What is asked ▸
Count the lines in the records below that contain the word "bandana", and reply with only that number.

Data records ▸
☆ ☆ ☆ ☆ ☆ ☆ ☆

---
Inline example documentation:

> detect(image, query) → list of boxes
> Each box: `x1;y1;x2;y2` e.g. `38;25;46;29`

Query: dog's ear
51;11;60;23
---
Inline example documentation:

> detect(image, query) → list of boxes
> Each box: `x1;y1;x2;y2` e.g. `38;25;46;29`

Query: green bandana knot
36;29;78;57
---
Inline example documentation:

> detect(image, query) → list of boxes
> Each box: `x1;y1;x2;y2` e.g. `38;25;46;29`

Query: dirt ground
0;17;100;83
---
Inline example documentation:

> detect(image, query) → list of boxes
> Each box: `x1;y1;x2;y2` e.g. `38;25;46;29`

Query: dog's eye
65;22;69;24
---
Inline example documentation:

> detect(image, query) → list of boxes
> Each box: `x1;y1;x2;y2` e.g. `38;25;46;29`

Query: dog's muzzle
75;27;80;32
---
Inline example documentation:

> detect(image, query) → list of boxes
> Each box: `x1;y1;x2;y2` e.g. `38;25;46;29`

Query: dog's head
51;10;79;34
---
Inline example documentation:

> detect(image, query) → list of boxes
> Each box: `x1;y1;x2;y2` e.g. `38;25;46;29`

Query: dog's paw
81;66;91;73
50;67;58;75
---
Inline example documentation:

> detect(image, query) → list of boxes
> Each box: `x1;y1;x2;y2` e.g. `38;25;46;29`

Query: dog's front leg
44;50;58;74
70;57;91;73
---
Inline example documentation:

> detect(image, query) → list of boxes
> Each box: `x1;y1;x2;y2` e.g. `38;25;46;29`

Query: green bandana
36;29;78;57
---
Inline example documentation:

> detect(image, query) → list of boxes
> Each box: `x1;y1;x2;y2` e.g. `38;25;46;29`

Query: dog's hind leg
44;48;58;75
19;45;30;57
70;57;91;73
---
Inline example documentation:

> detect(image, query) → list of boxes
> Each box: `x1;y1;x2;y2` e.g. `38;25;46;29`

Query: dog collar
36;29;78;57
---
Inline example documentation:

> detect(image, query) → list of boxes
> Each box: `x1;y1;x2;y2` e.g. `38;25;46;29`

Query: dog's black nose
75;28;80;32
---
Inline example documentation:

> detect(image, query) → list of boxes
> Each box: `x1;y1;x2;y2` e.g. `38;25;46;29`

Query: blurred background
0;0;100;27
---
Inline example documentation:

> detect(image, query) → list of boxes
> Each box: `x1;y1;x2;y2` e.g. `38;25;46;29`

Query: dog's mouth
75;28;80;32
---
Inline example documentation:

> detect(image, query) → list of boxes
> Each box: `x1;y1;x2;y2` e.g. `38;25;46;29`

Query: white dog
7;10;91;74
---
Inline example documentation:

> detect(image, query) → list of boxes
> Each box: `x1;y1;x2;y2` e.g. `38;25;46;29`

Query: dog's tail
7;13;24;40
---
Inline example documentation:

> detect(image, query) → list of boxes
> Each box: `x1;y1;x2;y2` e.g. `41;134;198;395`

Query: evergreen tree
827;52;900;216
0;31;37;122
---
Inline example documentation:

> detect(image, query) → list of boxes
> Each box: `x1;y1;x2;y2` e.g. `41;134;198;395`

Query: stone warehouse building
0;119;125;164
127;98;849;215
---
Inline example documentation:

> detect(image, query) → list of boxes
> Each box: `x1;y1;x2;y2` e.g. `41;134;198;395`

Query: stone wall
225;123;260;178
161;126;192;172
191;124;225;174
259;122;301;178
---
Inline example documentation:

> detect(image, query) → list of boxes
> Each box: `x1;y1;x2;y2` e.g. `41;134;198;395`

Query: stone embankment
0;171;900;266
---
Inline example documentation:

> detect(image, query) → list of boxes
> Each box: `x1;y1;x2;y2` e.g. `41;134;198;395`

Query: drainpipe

☆ ☆ ☆ ☆ ☆ ☆ ☆

Answer to the exercise ▸
2